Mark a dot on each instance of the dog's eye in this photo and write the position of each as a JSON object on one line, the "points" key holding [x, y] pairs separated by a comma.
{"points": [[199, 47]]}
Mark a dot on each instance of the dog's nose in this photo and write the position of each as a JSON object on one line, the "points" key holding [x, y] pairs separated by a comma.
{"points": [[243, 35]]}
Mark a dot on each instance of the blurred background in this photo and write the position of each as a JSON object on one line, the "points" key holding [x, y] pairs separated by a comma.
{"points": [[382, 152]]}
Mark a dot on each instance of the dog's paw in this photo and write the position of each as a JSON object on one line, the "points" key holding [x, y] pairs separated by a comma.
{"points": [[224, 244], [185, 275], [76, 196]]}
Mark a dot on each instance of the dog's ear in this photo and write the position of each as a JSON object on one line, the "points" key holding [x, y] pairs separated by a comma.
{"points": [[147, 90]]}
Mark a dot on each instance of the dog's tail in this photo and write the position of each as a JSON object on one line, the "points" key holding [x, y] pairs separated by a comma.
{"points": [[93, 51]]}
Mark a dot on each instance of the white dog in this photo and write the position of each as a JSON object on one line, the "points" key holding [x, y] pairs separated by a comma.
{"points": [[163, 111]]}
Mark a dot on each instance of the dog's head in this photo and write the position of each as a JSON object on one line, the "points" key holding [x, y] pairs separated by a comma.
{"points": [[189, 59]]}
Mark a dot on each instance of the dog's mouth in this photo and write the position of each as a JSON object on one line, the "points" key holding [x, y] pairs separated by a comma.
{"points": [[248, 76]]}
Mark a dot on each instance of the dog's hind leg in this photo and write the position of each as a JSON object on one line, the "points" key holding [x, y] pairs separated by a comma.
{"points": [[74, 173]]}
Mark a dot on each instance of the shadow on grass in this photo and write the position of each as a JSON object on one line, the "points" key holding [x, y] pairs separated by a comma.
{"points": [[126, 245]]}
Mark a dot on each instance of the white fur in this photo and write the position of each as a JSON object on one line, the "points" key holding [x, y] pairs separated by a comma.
________________________
- _Task statement_
Give again, exactly and with nothing added, the lines running from the one that contains "Mark a dot on each instance of the dog's mouth" to the last line of the material.

- _Response_
Mark a dot on each instance of the dog's mouth in this photo and write the position of each as a JSON object on one line, the "points" key holding [x, y] pairs separated by a comma.
{"points": [[248, 76]]}
Mark a dot on each instance of the dog's hind leg in this photo and write the position of each as a JSON object on one line, the "points" key holding [x, y] pairs separated by a comma.
{"points": [[74, 173]]}
Mark a dot on each instance of the shadow on grass in this photo and write the position of each as a JSON object on one line, the "points" key holding [x, y] pairs separated by a comma.
{"points": [[126, 245]]}
Mark a dot on each instance of the white fur in this photo and write the position of each as a JSON object on one line, the "points" key holding [x, y] pairs separated by a comma.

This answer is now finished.